-- Begin Raw data --
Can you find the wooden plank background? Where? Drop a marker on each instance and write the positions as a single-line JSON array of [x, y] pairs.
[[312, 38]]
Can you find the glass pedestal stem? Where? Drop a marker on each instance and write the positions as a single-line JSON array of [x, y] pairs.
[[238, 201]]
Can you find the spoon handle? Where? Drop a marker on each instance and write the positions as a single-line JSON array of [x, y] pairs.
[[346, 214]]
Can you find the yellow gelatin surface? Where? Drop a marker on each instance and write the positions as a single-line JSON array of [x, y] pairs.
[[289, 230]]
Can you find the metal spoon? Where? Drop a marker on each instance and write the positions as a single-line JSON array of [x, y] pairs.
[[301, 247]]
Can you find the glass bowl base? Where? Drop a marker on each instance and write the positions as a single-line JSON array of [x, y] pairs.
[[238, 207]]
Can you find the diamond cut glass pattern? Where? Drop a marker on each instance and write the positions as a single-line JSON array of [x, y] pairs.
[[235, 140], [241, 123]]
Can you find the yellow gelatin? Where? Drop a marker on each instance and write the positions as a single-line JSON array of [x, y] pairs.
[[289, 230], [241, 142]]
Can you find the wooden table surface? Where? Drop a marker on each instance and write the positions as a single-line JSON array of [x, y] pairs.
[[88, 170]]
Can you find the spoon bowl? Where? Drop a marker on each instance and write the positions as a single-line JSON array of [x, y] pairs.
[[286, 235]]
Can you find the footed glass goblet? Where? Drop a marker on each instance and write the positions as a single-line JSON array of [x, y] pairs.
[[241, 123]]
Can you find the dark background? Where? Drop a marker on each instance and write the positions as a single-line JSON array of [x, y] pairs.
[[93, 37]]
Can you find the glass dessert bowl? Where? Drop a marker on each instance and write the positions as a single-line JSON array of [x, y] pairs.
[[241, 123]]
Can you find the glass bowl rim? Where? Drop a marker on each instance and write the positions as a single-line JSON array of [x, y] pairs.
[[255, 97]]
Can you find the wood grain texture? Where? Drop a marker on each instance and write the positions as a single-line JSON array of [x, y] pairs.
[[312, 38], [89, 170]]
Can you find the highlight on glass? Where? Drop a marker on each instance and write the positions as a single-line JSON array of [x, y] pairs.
-- End Raw data --
## Directions for this task
The records above should be duplicated in full, exactly as given.

## Complete answer
Can you find the wooden plank background? Where? Drop a marker on each instance and write the positions as a single-line JSON array of [x, y] pairs.
[[312, 38]]
Can you find the glass pedestal stem? Where? Drop a marker on each instance and write the positions as a single-line JSON array of [x, y] pairs.
[[238, 201]]
Can you find the spoon handle? Where? Drop a marker on each instance and write the positions as a single-line JSON array of [x, y] pairs.
[[346, 214]]
Can you find the yellow gelatin surface? Where? Drop a marker on each instance and write the positions as a single-line JSON array of [x, y] pairs.
[[289, 230]]
Can you find the metal spoon? Where? Drop a marker on each instance and write the positions as a single-line JSON array of [x, y] pairs.
[[301, 247]]
Can you find the glass bowl base? Where? Drop a marker on each instance and write the positions as a single-line JSON array of [x, y] pairs.
[[238, 207]]
Can you find the diamond cut glass pattern? Where? Drop a marker on each instance and write the positions as a single-line JSON array of [x, y] pairs.
[[235, 140], [241, 123]]
Can you find the yellow gelatin? Where? Drop a marker on each instance and write the positions as a single-line JSON array of [x, y] pairs.
[[289, 230], [241, 142]]
Can you find the wooden table surface? Where? Drop a marker on each instance and write the positions as a single-line JSON array of [x, y] pairs.
[[88, 170]]
Can you find the spoon bowl? Where? Drop a marker on each instance and write the positions as a single-line JSON array of [x, y] pairs.
[[286, 235]]
Can you find the footed glass goblet? Where? Drop a marker on each instance and write the positions as a single-line JSON array of [x, y] pairs.
[[241, 123]]
Can you find the dark background? Where? Drop a marker on each instance and write the positions as a single-line JSON array of [x, y] pairs.
[[93, 37]]
Can you find the glass dessert bowl? Where? Drop a marker on each instance and write the positions as a single-line JSON array of [x, y] pairs.
[[241, 123]]
Can you find the glass bowl rim? Where? Drop a marker on each instance and write the positions as a single-line JSON array of [x, y] pairs.
[[255, 97]]
Can you find the wood grain texture? Where? Drop a marker on each instance and write the positions as a single-line JSON array of [x, y] pairs.
[[312, 38], [89, 170]]
Can you find the highlight on glass? Where? Drop a marker on each instance and write the positions as a single-line JSON array of [x, y] pairs.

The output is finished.